## Brief:
Give back the lines below exactly, but do not include any pictures.

## Data shown:
────────────────────
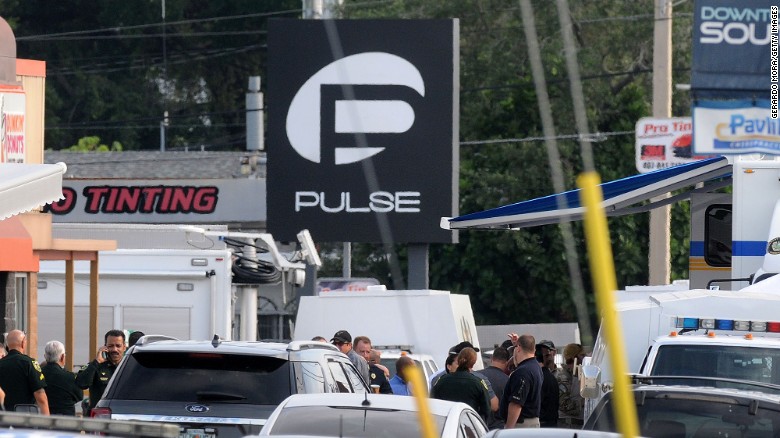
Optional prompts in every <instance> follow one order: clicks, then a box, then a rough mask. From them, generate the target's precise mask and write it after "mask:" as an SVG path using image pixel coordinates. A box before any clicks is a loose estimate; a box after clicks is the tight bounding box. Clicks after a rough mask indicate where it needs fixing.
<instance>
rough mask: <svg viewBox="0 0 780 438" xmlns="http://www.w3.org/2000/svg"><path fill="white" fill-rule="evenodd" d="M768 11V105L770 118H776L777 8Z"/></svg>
mask: <svg viewBox="0 0 780 438" xmlns="http://www.w3.org/2000/svg"><path fill="white" fill-rule="evenodd" d="M770 11H771V12H772V19H771V23H772V25H771V33H772V39H771V42H770V43H769V44H770V48H769V50H771V52H770V54H769V57H770V60H771V61H770V63H771V65H772V68H771V70H770V72H769V79H770V81H771V85H770V86H769V88H770V93H771V97H770V100H771V102H770V104H771V108H772V118H773V119H776V118H777V92H778V90H777V87H778V82H780V80H778V71H777V37H778V34H777V33H778V32H777V31H778V26H777V6H772V7H770Z"/></svg>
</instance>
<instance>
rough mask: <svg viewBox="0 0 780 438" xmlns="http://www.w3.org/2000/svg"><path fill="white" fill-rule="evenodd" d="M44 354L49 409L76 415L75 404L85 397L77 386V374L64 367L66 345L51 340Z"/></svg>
mask: <svg viewBox="0 0 780 438" xmlns="http://www.w3.org/2000/svg"><path fill="white" fill-rule="evenodd" d="M43 356H44V359H45V360H46V364H45V365H44V366H43V370H42V371H43V376H44V377H45V378H46V397H47V398H48V399H49V411H50V412H51V414H52V415H70V416H74V415H76V409H75V405H76V403H78V402H80V401H81V399H82V398H83V397H84V392H83V391H82V390H81V389H80V388H79V387H78V386H76V375H75V374H73V373H71V372H70V371H67V370H65V369H64V367H65V346H64V345H62V342H60V341H49V342H47V343H46V346H45V347H44V349H43Z"/></svg>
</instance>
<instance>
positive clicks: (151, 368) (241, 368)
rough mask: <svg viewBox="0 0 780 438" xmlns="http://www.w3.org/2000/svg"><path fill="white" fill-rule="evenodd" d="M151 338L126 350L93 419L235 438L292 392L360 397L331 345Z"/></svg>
mask: <svg viewBox="0 0 780 438" xmlns="http://www.w3.org/2000/svg"><path fill="white" fill-rule="evenodd" d="M157 339H159V337H152V336H148V337H146V338H141V340H139V341H138V343H137V344H136V345H135V346H133V347H132V348H130V349H128V350H127V353H126V354H125V357H124V358H123V359H122V362H121V363H120V364H119V367H118V368H117V370H116V372H115V373H114V376H113V377H112V378H111V381H110V382H109V384H108V387H107V388H106V391H105V393H104V394H103V397H102V398H101V399H100V401H99V402H98V404H97V406H96V407H95V409H93V410H92V416H93V417H100V418H113V419H120V420H141V421H160V422H166V423H177V424H179V426H180V428H181V435H180V437H182V438H185V437H200V438H216V437H219V438H227V437H240V436H245V435H250V434H257V433H258V432H259V431H260V429H261V428H262V425H263V424H265V421H266V419H267V418H268V416H269V415H270V414H271V412H272V411H273V410H274V408H276V406H277V405H278V404H279V403H281V402H282V400H284V399H285V398H287V397H288V396H289V395H291V394H297V393H323V392H360V393H365V392H367V387H366V384H365V383H364V382H363V380H362V379H361V378H360V374H359V373H358V372H357V370H356V369H355V367H354V366H353V365H352V363H351V362H350V361H349V358H347V356H346V355H344V354H342V353H341V352H340V351H339V350H338V349H337V348H336V347H335V346H333V345H330V344H326V343H322V342H309V341H306V342H298V341H294V342H291V343H289V344H280V343H269V342H251V341H220V340H218V339H215V340H214V341H178V340H157Z"/></svg>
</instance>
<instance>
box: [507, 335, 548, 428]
mask: <svg viewBox="0 0 780 438" xmlns="http://www.w3.org/2000/svg"><path fill="white" fill-rule="evenodd" d="M513 342H514V339H513ZM512 354H513V355H514V360H515V363H516V364H517V368H516V369H515V370H514V371H513V372H512V374H511V375H510V376H509V382H507V384H506V387H504V395H503V396H502V397H501V418H503V419H504V420H505V421H506V424H504V429H512V428H515V427H521V428H536V427H540V422H539V411H540V410H541V406H542V381H543V377H542V368H541V367H540V366H539V364H538V363H537V362H536V357H535V356H536V340H535V339H534V337H533V336H531V335H521V336H518V337H517V345H516V346H515V347H514V349H513V350H512Z"/></svg>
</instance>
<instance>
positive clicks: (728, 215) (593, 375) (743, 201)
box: [579, 156, 780, 420]
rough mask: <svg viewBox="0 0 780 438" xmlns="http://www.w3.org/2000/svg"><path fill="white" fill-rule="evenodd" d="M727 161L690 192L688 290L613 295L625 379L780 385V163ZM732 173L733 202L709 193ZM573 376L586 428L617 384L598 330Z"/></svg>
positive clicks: (684, 288)
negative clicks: (591, 419) (759, 383)
mask: <svg viewBox="0 0 780 438" xmlns="http://www.w3.org/2000/svg"><path fill="white" fill-rule="evenodd" d="M732 160H733V161H728V160H727V159H726V158H715V159H710V160H709V161H711V163H712V164H711V165H714V166H723V168H722V169H720V170H721V172H720V173H721V176H720V177H719V178H718V179H720V181H715V182H714V183H713V181H708V184H709V183H712V184H711V185H705V186H704V187H698V188H696V189H694V190H693V191H692V192H691V193H690V199H691V239H690V259H689V260H690V261H689V263H690V286H691V288H687V287H686V285H685V284H684V283H682V284H673V285H665V286H635V287H628V288H626V289H625V290H623V291H618V292H617V301H618V303H617V305H616V308H615V311H616V312H617V314H618V317H619V318H618V319H619V321H620V324H621V331H622V333H623V338H624V340H625V344H626V346H625V351H626V355H627V365H628V372H629V373H630V374H636V375H642V376H693V377H703V378H707V377H712V378H727V379H736V380H750V381H756V382H763V383H766V384H770V385H771V384H774V385H780V276H776V274H777V273H778V272H780V160H779V159H778V158H774V157H772V158H769V159H760V158H758V159H757V158H756V157H754V156H750V157H748V156H738V157H734V158H733V159H732ZM729 169H730V170H731V172H730V175H731V180H732V184H733V190H732V194H729V193H713V192H709V190H711V189H712V187H715V188H720V187H722V186H724V184H723V183H724V182H728V173H726V174H724V173H723V170H726V171H728V170H729ZM602 329H603V327H602ZM579 372H580V375H579V379H580V391H581V394H582V395H583V396H584V397H585V398H586V404H585V418H586V420H587V417H588V416H589V415H590V413H591V412H592V410H593V408H594V406H595V405H596V403H597V402H598V400H599V399H600V398H601V397H602V396H603V395H604V393H605V392H606V391H609V390H611V389H612V382H613V378H614V377H613V375H612V373H611V370H610V367H609V359H608V349H607V345H606V340H605V336H604V333H603V331H602V330H600V331H599V334H598V336H597V338H596V341H595V343H594V346H593V354H592V356H591V357H590V358H586V359H585V365H584V366H582V367H580V369H579ZM702 380H704V379H702ZM658 381H659V382H661V379H658ZM680 381H682V379H681V380H680ZM713 382H714V381H713ZM696 384H699V385H702V382H699V383H696ZM713 384H716V383H713ZM704 386H709V385H708V384H704Z"/></svg>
────────────────────
## Your solution:
Optional prompts in every <instance> follow one order: clicks, then a box, then a rough mask. From them, generate the target's precise mask and write it after "mask:" as an SVG path using image pixel coordinates. A box before any clicks is a loose estimate; a box after clicks is the tight bounding box. Clicks after a rough mask indicate where it needs fixing.
<instance>
rough mask: <svg viewBox="0 0 780 438" xmlns="http://www.w3.org/2000/svg"><path fill="white" fill-rule="evenodd" d="M768 11V105L770 118H776L777 8Z"/></svg>
mask: <svg viewBox="0 0 780 438" xmlns="http://www.w3.org/2000/svg"><path fill="white" fill-rule="evenodd" d="M770 11H771V12H772V19H771V23H772V25H771V33H772V39H771V42H770V43H769V44H770V48H769V50H771V52H770V54H769V57H770V60H771V61H770V63H771V65H772V68H771V70H770V72H769V79H770V81H771V85H770V86H769V88H770V93H771V97H770V100H771V102H770V104H771V108H772V118H773V119H776V118H777V92H778V90H777V87H778V82H780V80H778V71H777V37H778V34H777V33H778V32H777V31H778V26H777V6H772V7H770Z"/></svg>
</instance>
<instance>
rough mask: <svg viewBox="0 0 780 438" xmlns="http://www.w3.org/2000/svg"><path fill="white" fill-rule="evenodd" d="M44 354L49 409L76 415L75 404L85 397L77 386V374L64 367L66 345L51 340Z"/></svg>
mask: <svg viewBox="0 0 780 438" xmlns="http://www.w3.org/2000/svg"><path fill="white" fill-rule="evenodd" d="M43 356H44V359H45V360H46V364H45V365H44V366H43V370H42V371H43V376H44V377H45V378H46V397H47V398H48V399H49V411H50V412H51V414H52V415H70V416H74V415H76V409H75V405H76V403H78V402H80V401H81V399H82V398H83V397H84V392H83V391H82V390H81V389H80V388H79V387H78V386H76V375H75V374H73V373H71V372H70V371H67V370H65V369H64V367H65V346H64V345H62V342H60V341H49V342H47V343H46V346H45V347H44V349H43Z"/></svg>
</instance>
<instance>
positive clicks: (151, 368) (241, 368)
rough mask: <svg viewBox="0 0 780 438" xmlns="http://www.w3.org/2000/svg"><path fill="white" fill-rule="evenodd" d="M151 338L126 350L93 419L235 438L292 392L360 397L331 345Z"/></svg>
mask: <svg viewBox="0 0 780 438" xmlns="http://www.w3.org/2000/svg"><path fill="white" fill-rule="evenodd" d="M157 339H159V337H152V336H148V337H146V338H141V340H139V341H138V343H137V344H136V345H135V346H133V347H132V348H130V349H128V350H127V353H126V354H125V357H124V358H123V359H122V362H121V363H120V364H119V367H118V368H117V370H116V372H115V373H114V376H113V377H112V378H111V381H110V382H109V384H108V387H107V388H106V391H105V393H104V394H103V397H102V398H101V399H100V401H99V402H98V404H97V406H96V407H95V409H93V410H92V416H93V417H100V418H113V419H120V420H141V421H160V422H166V423H177V424H179V426H180V428H181V435H180V437H182V438H185V437H200V438H216V437H219V438H227V437H240V436H245V435H250V434H257V433H258V432H259V431H260V429H261V428H262V425H263V424H265V421H266V419H267V418H268V416H269V415H270V414H271V412H272V411H273V410H274V408H276V406H277V405H278V404H279V403H281V402H282V400H284V399H285V398H287V397H288V396H289V395H291V394H297V393H323V392H360V393H365V392H367V387H366V384H365V383H364V382H363V380H362V379H361V378H360V374H359V373H358V372H357V370H356V369H355V367H354V366H353V365H352V363H351V362H350V361H349V358H347V356H346V355H344V354H342V353H341V352H340V351H339V350H338V349H337V348H336V347H335V346H333V345H330V344H326V343H322V342H309V341H306V342H298V341H294V342H291V343H289V344H280V343H269V342H251V341H220V340H218V339H215V340H214V341H178V340H157Z"/></svg>
</instance>
<instance>
box: [507, 335, 548, 428]
mask: <svg viewBox="0 0 780 438" xmlns="http://www.w3.org/2000/svg"><path fill="white" fill-rule="evenodd" d="M513 342H514V339H513ZM512 354H513V355H514V360H515V363H516V364H517V368H516V369H515V370H514V371H513V372H512V374H511V375H510V376H509V382H507V384H506V387H504V395H503V396H502V397H501V418H503V419H504V420H505V421H506V424H504V429H512V428H515V427H521V428H536V427H540V422H539V411H540V410H541V406H542V381H543V377H542V368H541V367H540V366H539V364H538V363H537V362H536V357H535V356H536V340H535V339H534V337H533V336H531V335H521V336H518V337H517V345H516V346H515V347H514V349H513V350H512Z"/></svg>
</instance>
<instance>
positive clicks: (728, 215) (593, 375) (743, 201)
box: [579, 156, 780, 420]
rough mask: <svg viewBox="0 0 780 438" xmlns="http://www.w3.org/2000/svg"><path fill="white" fill-rule="evenodd" d="M727 161L690 192L688 290L613 295L625 379L780 385V163ZM732 173L733 202L709 193ZM573 376L586 428L617 384L598 330Z"/></svg>
positive clicks: (684, 288)
negative clicks: (591, 419) (759, 383)
mask: <svg viewBox="0 0 780 438" xmlns="http://www.w3.org/2000/svg"><path fill="white" fill-rule="evenodd" d="M732 160H733V161H728V160H727V159H726V158H715V159H710V160H709V161H711V163H712V164H711V165H714V166H723V168H722V169H720V170H721V172H720V173H721V176H720V177H719V178H718V179H720V181H715V182H714V183H713V181H708V184H709V183H712V184H711V185H705V186H704V187H698V188H696V189H694V190H693V191H692V192H691V193H690V199H691V239H690V259H689V260H690V261H689V263H690V286H691V288H687V287H686V285H685V284H684V283H682V284H673V285H665V286H635V287H628V288H626V289H625V290H623V291H618V292H617V301H618V303H617V305H616V308H615V311H616V312H617V314H618V317H619V318H618V319H619V321H620V324H621V331H622V333H623V338H624V340H625V344H626V346H625V351H626V355H627V365H628V372H629V373H630V374H636V375H642V376H693V377H703V378H707V377H712V378H727V379H736V380H750V381H756V382H763V383H766V384H770V385H771V384H774V385H780V276H776V274H777V273H778V272H780V160H779V159H778V158H774V157H772V158H769V159H760V158H758V159H757V158H756V157H754V156H750V157H748V156H738V157H734V158H733V159H732ZM729 169H730V170H731V172H730V175H731V180H732V184H733V190H732V194H729V193H713V192H709V190H711V189H712V187H715V188H720V187H722V186H724V184H723V183H724V182H728V173H726V174H724V173H723V170H726V171H728V170H729ZM602 329H603V327H602ZM579 372H580V375H579V379H580V391H581V394H582V395H583V396H584V397H585V398H586V404H585V418H586V420H587V417H588V416H589V415H590V413H591V412H592V410H593V408H594V406H595V405H596V403H597V402H598V400H599V399H600V398H601V397H602V396H603V395H604V393H605V392H606V391H609V390H611V389H612V382H613V378H614V377H613V375H612V373H611V370H610V367H609V359H608V349H607V345H606V340H605V336H604V333H603V331H602V330H600V331H599V334H598V336H597V338H596V341H595V343H594V346H593V354H592V356H591V357H590V358H586V359H585V365H584V366H582V367H580V369H579ZM702 380H704V379H702ZM658 381H659V382H661V379H658ZM680 381H682V379H681V380H680ZM713 382H714V381H713ZM696 384H699V385H702V382H699V383H696ZM713 384H716V383H713ZM704 386H709V385H708V384H704Z"/></svg>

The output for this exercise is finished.